PROMPT
Revise the passage on anarchists and ecological resistance between "Anarchists do not" and "governments and corporations.", inclusive, putting "short-lived" in place of "temporary".

EXCERPTED PASSAGE
Anarchists do not yet have experience dealing with global problems because our successes so far have only been local and temporary. Stateless, anarchic societies once covered the world, but this was long before the existence of global environmental problems like those created by capitalism. Today, members of many of these indigenous societies are at the forefront of global resistance to the ecological destruction caused by governments and corporations.
Anarchists also coordinate resistance globally. They organize international protests against major polluters and their state backers, such as the mobilizations during the G8 summits that have convened hundreds of thousands of people from dozens of countries to demonstrate against the states most responsible for global warming and other problems. In response to the global activity of transnational corporations, ecologically-minded anarchists share information globally. In this manner, activists around the world can coordinate simultaneous actions against corporations, targeting a polluting factory or mine on one continent, retail stores on another continent, and an international headquarters or shareholders’ meeting on another continent.
For example, major protests, boycotts, and acts of sabotage against Shell Oil were coordinated among people in Nigeria, Europe, and the North America throughout the 1980s and ’90s. In 1986, autonomists in Denmark carried out multiple simultaneous fire bombings of Shell stations across the country during a worldwide boycott to punish Shell for supporting the government responsible for apartheid in South Africa. In the Netherlands, the clandestine anti-authoritarian group RARA (Revolutionary Anti-Racist Action) carried out a campaign of nonlethal bombings against Shell Oil, playing a crucial role in forcing Shell to pull out of South Africa. In 1995, when Shell wanted to dump an old oil rig in the North Sea, it was forced to abandon its plans by protests in Denmark and the UK, an occupation of the oil rig by Greenpeace activists, and a fire bombing and a shooting attack against Shell stations in two different cities in Germany as well as a boycott that lowered sales by ten percent in that country.[67] Efforts such as these prefigure the decentralized global networks that could protect the environment in an anarchist future. If we succeed in abolishing capitalism and the state, we will have removed the greatest systemic ravagers of the environment as well as the structural barriers that currently impede popular action in defense of nature.
There are historical examples of stateless societies responding to large scale, collective environmental problems through decentralized networks. Though the problems were not global, the relative distances they faced — with information traveling at a pedestrian’s pace — were perhaps greater than the distances that mark today’s world, in which people can communicate instantaneously even if they live on opposite sides of the planet.
Tonga is a Pacific archipelago settled by Polynesian peoples. Before colonization, it had a centralized political system with a hereditary leader, but the system was far less centralized than a state, and the leader’s coercive powers were limited. For 3,200 years, the people of Tonga were able to maintain sustainable practices over an archipelago of 288 square miles with tens of thousands of inhabitants.[68] There was no communications technology, so information travelled slowly. Tonga is too large for a single farmer to have knowledge of all the islands or even all of any of its large islands. The leader was traditionally able to guide and ensure sustainable practices not through recourse to force, but because he had access to information from the entire territory, just as a federation or general assembly would if the islanders organized themselves in that way. It was up to the individuals who made up the society to implement particular practices and support the idea of sustainability.

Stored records
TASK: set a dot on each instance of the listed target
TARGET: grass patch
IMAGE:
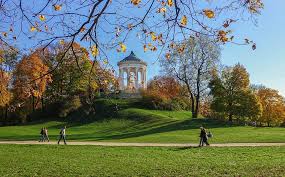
(53, 160)
(141, 125)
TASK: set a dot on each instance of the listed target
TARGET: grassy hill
(49, 160)
(131, 124)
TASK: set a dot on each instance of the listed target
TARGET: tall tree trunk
(42, 99)
(33, 103)
(6, 113)
(231, 117)
(192, 99)
(198, 95)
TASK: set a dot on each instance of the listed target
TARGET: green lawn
(140, 125)
(53, 160)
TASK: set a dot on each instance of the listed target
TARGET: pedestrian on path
(62, 135)
(42, 135)
(203, 137)
(46, 134)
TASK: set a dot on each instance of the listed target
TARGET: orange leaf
(209, 13)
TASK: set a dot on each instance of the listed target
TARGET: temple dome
(132, 58)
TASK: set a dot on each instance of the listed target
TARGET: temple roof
(131, 58)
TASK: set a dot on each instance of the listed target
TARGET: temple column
(128, 77)
(137, 78)
(121, 76)
(144, 78)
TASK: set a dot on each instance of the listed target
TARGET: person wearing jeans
(62, 135)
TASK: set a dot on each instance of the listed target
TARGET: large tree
(109, 24)
(232, 95)
(192, 62)
(8, 60)
(30, 79)
(273, 106)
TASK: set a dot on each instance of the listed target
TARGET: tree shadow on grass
(147, 129)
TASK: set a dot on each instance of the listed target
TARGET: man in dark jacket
(42, 135)
(203, 137)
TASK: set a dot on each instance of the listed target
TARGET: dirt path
(95, 143)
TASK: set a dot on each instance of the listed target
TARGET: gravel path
(95, 143)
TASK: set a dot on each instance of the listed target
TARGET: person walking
(62, 135)
(41, 135)
(203, 137)
(46, 134)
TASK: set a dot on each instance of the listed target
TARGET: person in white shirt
(62, 135)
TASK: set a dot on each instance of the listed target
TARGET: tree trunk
(6, 113)
(192, 99)
(42, 103)
(33, 103)
(231, 117)
(198, 95)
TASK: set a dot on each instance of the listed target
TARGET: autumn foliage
(164, 92)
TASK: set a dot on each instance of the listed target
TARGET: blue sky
(266, 65)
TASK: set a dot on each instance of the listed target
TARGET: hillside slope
(130, 124)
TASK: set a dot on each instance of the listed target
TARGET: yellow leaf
(135, 2)
(161, 10)
(153, 37)
(222, 35)
(130, 26)
(144, 48)
(167, 56)
(82, 29)
(94, 51)
(184, 20)
(61, 42)
(57, 7)
(209, 13)
(4, 34)
(170, 2)
(42, 17)
(153, 48)
(32, 28)
(172, 45)
(123, 47)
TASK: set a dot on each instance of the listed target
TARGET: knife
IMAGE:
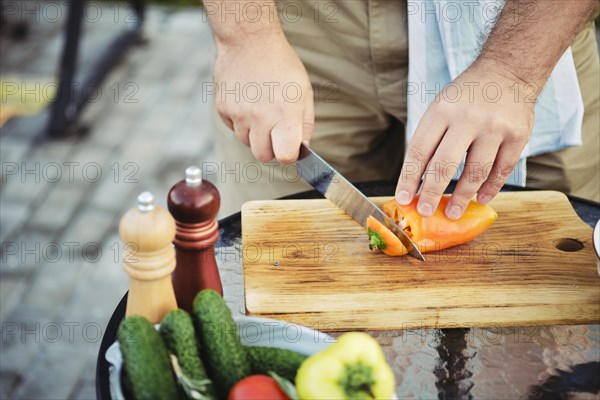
(337, 189)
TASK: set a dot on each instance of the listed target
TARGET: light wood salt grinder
(147, 232)
(194, 204)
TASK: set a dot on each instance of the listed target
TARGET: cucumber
(283, 362)
(179, 336)
(223, 354)
(147, 372)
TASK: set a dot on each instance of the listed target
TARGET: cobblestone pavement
(61, 200)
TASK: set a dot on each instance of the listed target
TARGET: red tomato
(257, 387)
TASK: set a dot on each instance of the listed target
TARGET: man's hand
(265, 95)
(487, 114)
(519, 55)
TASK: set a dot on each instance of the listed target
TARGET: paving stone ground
(60, 271)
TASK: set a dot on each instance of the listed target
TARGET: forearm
(530, 36)
(236, 21)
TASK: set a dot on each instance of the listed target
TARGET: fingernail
(403, 197)
(485, 199)
(454, 212)
(425, 209)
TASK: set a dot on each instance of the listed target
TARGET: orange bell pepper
(433, 233)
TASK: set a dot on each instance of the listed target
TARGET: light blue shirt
(445, 37)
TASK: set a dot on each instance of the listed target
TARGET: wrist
(530, 82)
(242, 36)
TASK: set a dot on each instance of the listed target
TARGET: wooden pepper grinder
(148, 233)
(194, 204)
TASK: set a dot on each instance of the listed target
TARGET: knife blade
(337, 189)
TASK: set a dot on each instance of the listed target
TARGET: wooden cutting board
(307, 262)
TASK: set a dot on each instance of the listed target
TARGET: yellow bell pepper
(352, 368)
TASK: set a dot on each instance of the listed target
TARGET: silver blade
(331, 184)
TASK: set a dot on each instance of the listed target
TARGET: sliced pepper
(433, 233)
(352, 368)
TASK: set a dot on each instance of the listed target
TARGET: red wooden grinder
(194, 204)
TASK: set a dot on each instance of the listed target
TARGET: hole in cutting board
(568, 245)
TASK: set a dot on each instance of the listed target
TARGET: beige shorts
(356, 54)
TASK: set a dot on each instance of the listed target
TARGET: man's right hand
(264, 95)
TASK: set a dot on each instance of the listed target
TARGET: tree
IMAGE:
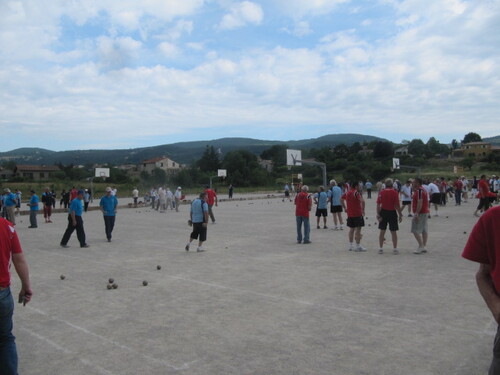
(472, 137)
(383, 149)
(209, 161)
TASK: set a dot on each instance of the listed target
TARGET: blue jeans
(307, 228)
(8, 352)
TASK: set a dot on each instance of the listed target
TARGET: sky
(114, 74)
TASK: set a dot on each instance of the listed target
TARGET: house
(168, 165)
(475, 150)
(35, 172)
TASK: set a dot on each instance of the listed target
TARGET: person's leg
(307, 229)
(298, 220)
(8, 352)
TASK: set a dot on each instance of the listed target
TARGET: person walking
(420, 207)
(199, 220)
(33, 205)
(75, 221)
(389, 212)
(483, 247)
(321, 200)
(303, 204)
(10, 250)
(108, 205)
(354, 204)
(211, 200)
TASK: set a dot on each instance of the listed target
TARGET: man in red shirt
(355, 215)
(483, 195)
(483, 247)
(10, 250)
(388, 211)
(211, 200)
(420, 207)
(303, 204)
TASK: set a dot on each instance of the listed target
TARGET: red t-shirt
(303, 203)
(353, 202)
(418, 194)
(210, 196)
(483, 245)
(9, 244)
(388, 199)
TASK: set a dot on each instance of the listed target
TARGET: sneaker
(360, 248)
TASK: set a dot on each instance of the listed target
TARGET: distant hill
(493, 140)
(182, 152)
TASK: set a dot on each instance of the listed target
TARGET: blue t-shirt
(335, 194)
(322, 198)
(77, 206)
(109, 205)
(198, 208)
(34, 202)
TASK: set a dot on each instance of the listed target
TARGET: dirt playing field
(255, 302)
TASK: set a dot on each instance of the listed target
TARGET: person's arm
(487, 290)
(22, 270)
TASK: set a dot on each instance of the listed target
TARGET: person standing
(321, 200)
(335, 205)
(354, 204)
(33, 205)
(211, 200)
(108, 205)
(10, 251)
(420, 206)
(10, 205)
(48, 200)
(75, 221)
(483, 247)
(199, 219)
(135, 196)
(388, 212)
(303, 204)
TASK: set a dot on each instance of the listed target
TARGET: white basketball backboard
(293, 157)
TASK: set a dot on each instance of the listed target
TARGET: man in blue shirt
(75, 221)
(321, 200)
(33, 204)
(10, 205)
(335, 204)
(199, 220)
(108, 206)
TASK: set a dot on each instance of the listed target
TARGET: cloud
(241, 14)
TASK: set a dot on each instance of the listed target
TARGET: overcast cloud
(117, 74)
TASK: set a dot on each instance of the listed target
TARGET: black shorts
(356, 222)
(335, 209)
(436, 198)
(199, 230)
(321, 212)
(388, 217)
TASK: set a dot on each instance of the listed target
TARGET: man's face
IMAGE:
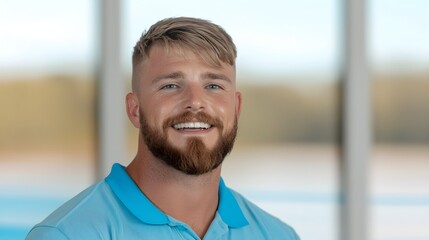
(188, 110)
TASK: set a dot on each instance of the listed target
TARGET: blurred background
(287, 155)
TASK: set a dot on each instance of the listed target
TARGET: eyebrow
(181, 75)
(173, 75)
(212, 76)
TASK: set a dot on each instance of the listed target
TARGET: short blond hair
(204, 38)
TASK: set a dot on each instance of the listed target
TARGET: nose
(194, 99)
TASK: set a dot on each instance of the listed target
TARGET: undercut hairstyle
(204, 38)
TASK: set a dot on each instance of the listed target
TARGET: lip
(189, 131)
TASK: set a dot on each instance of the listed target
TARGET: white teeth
(191, 125)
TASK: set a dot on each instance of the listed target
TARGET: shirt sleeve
(46, 233)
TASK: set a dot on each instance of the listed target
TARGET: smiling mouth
(192, 126)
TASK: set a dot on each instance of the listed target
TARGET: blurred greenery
(59, 111)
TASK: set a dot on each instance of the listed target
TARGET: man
(185, 103)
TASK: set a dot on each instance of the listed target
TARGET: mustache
(189, 116)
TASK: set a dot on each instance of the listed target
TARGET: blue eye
(213, 86)
(169, 86)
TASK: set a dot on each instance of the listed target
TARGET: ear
(133, 109)
(238, 101)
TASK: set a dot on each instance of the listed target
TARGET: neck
(190, 199)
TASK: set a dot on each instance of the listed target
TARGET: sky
(272, 36)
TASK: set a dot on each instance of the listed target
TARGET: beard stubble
(195, 158)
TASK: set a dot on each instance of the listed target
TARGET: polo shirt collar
(135, 200)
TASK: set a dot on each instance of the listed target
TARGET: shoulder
(80, 215)
(270, 226)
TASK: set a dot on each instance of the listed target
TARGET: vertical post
(111, 117)
(357, 128)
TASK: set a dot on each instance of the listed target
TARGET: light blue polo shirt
(116, 209)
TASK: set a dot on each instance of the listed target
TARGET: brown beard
(196, 159)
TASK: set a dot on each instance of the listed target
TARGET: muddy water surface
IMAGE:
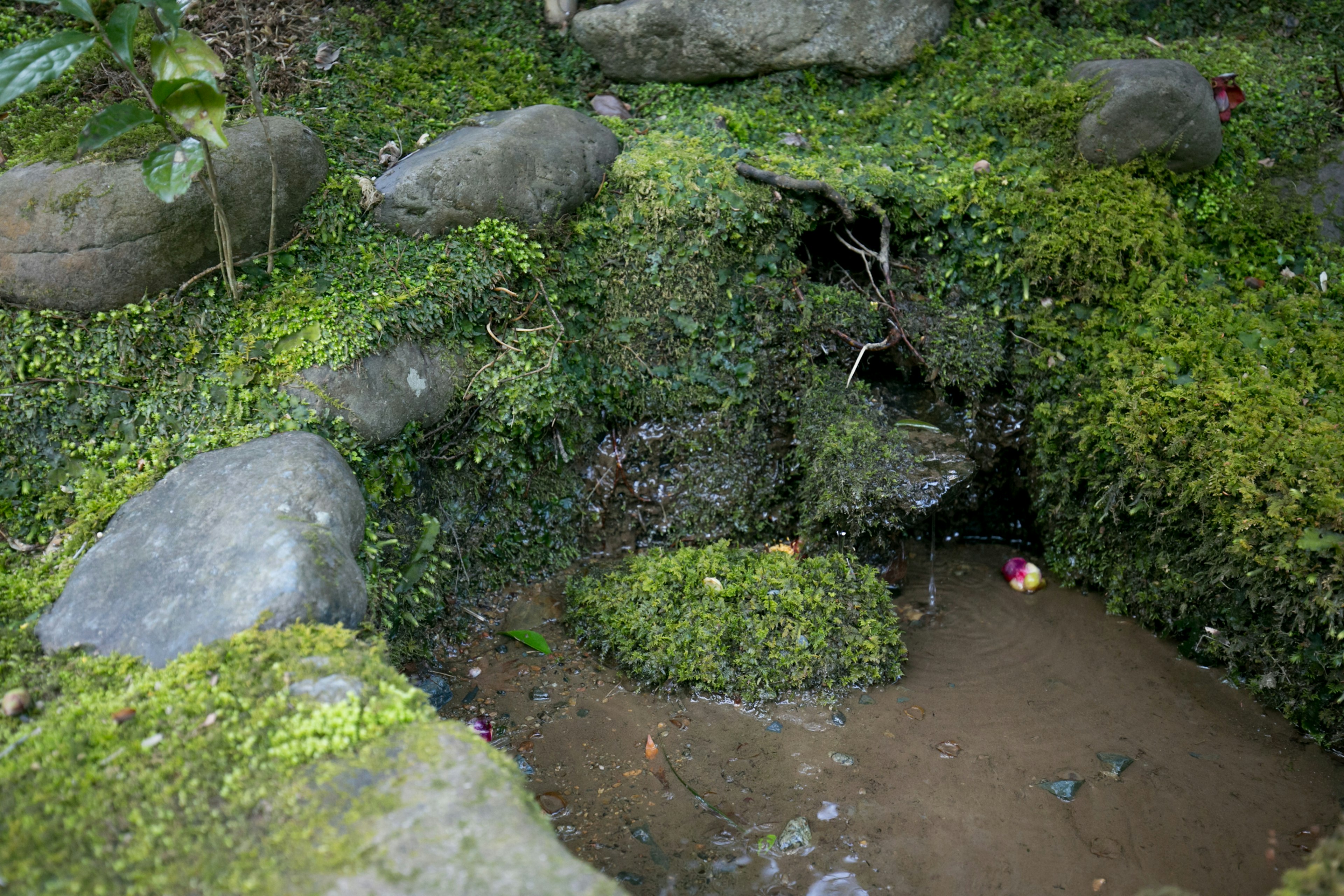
(931, 785)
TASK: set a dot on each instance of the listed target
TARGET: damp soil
(932, 785)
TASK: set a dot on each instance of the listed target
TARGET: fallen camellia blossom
(482, 726)
(1022, 576)
(1227, 96)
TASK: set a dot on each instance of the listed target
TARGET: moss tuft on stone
(747, 624)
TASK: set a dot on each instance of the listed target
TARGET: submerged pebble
(1066, 789)
(1115, 762)
(796, 836)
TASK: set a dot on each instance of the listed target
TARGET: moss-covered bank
(1186, 449)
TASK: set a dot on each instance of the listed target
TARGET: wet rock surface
(382, 393)
(1323, 189)
(463, 825)
(92, 237)
(1004, 691)
(702, 41)
(268, 527)
(530, 164)
(1150, 107)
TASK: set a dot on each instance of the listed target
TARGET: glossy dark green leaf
(35, 62)
(200, 108)
(78, 8)
(170, 11)
(112, 123)
(168, 170)
(530, 639)
(121, 30)
(182, 56)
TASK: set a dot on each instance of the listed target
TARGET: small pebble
(1064, 789)
(15, 702)
(1115, 762)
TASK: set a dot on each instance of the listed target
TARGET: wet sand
(1222, 795)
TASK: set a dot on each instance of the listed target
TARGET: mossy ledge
(753, 625)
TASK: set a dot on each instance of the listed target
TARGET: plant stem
(265, 131)
(128, 65)
(225, 238)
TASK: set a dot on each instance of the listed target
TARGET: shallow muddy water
(1002, 692)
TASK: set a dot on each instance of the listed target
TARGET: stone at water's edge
(382, 393)
(92, 237)
(1324, 191)
(530, 164)
(464, 825)
(268, 527)
(1150, 107)
(702, 41)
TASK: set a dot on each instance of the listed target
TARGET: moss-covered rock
(748, 624)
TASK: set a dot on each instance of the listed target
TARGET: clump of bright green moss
(747, 624)
(187, 796)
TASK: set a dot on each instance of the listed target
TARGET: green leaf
(182, 56)
(121, 30)
(200, 108)
(112, 123)
(530, 639)
(170, 11)
(35, 62)
(168, 170)
(1316, 539)
(78, 8)
(164, 89)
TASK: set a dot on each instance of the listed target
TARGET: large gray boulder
(529, 164)
(382, 393)
(462, 824)
(702, 41)
(1323, 189)
(1158, 107)
(92, 237)
(268, 528)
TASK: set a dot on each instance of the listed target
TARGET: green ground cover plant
(1184, 451)
(756, 625)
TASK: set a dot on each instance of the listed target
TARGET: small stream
(932, 785)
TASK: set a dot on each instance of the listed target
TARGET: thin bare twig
(785, 182)
(512, 348)
(265, 131)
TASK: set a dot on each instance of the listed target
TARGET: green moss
(1323, 874)
(748, 624)
(855, 464)
(190, 793)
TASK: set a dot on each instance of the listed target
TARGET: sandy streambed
(931, 785)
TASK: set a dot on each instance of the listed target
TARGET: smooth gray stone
(328, 690)
(1158, 107)
(530, 166)
(92, 237)
(382, 393)
(1323, 189)
(269, 527)
(704, 41)
(464, 825)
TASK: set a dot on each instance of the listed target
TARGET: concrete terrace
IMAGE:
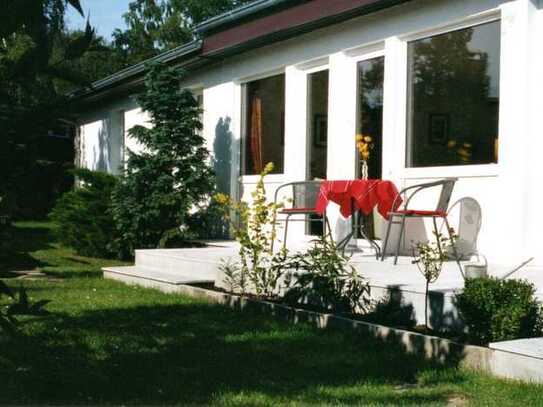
(202, 265)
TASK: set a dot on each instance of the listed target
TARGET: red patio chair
(301, 201)
(447, 186)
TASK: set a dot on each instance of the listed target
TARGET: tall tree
(154, 26)
(30, 71)
(160, 185)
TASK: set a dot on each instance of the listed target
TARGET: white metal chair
(302, 201)
(440, 212)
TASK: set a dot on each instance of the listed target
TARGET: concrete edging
(496, 362)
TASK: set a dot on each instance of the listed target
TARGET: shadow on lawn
(25, 239)
(200, 353)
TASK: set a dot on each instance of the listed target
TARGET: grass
(107, 343)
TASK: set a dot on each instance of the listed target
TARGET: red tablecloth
(365, 195)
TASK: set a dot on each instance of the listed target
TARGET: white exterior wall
(509, 192)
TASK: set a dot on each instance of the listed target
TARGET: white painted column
(341, 131)
(394, 110)
(510, 236)
(533, 220)
(295, 124)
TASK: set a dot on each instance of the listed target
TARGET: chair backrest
(446, 193)
(446, 184)
(468, 216)
(304, 194)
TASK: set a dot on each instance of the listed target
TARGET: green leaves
(160, 185)
(499, 310)
(84, 215)
(80, 44)
(325, 280)
(75, 4)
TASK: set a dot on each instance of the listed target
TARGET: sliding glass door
(369, 126)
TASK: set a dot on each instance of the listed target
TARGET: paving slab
(532, 347)
(157, 275)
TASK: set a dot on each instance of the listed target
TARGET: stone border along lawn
(496, 362)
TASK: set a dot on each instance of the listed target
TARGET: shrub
(259, 268)
(84, 217)
(328, 282)
(499, 310)
(171, 176)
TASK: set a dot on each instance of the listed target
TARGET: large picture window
(454, 91)
(264, 139)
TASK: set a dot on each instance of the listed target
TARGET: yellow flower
(268, 168)
(221, 199)
(364, 143)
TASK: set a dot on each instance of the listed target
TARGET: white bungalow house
(446, 88)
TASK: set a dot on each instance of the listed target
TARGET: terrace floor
(202, 265)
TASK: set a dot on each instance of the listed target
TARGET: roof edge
(139, 68)
(239, 13)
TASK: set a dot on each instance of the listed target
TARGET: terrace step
(135, 273)
(532, 347)
(201, 263)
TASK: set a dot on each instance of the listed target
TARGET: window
(371, 74)
(264, 140)
(453, 98)
(317, 86)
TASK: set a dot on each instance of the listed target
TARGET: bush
(84, 217)
(328, 282)
(259, 268)
(171, 176)
(499, 310)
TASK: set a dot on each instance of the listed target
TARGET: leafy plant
(429, 258)
(84, 216)
(254, 228)
(171, 176)
(499, 310)
(328, 281)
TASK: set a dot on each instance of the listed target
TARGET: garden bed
(443, 350)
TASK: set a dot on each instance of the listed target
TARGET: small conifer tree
(172, 175)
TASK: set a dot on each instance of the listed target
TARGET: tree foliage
(154, 26)
(84, 216)
(33, 68)
(172, 176)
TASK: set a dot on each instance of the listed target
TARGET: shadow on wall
(102, 156)
(222, 160)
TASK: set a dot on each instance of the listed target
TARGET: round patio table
(359, 196)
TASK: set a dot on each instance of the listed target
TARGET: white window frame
(241, 82)
(473, 170)
(308, 140)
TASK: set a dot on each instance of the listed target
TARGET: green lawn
(107, 343)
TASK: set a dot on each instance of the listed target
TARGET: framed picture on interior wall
(438, 131)
(320, 130)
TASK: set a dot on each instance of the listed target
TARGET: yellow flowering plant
(259, 267)
(364, 145)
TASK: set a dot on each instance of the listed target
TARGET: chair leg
(286, 231)
(438, 237)
(402, 229)
(329, 228)
(387, 235)
(453, 244)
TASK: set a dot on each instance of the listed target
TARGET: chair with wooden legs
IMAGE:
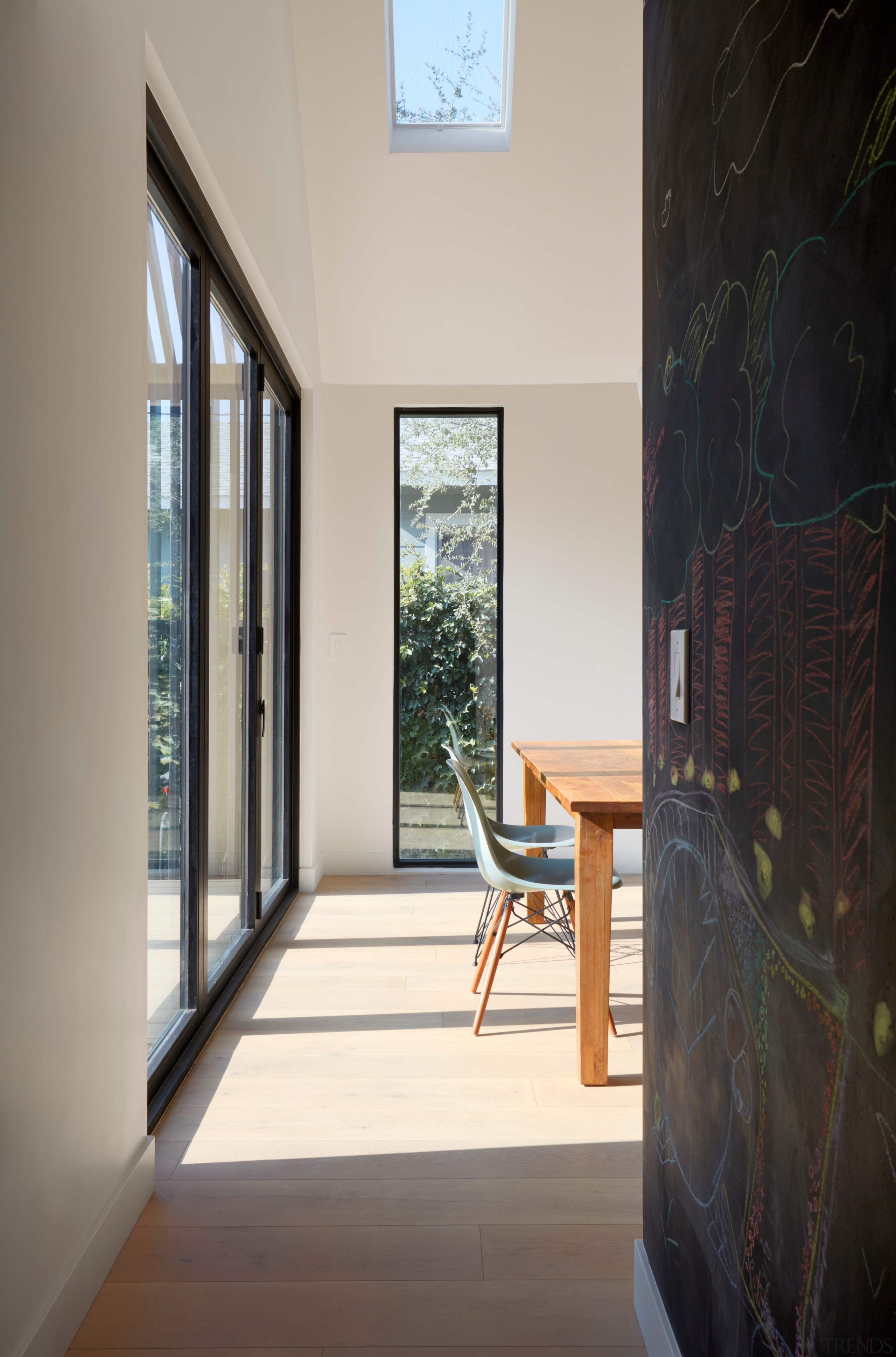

IN RESPONSE
Anarchists do not yet have experience dealing with global problems because our successes so far have only been local and short-lived. Stateless, anarchic societies once covered the world, but this was long before the existence of global environmental problems like those created by capitalism. Today, members of many of these indigenous societies are at the forefront of global resistance to the ecological destruction caused by governments and corporations.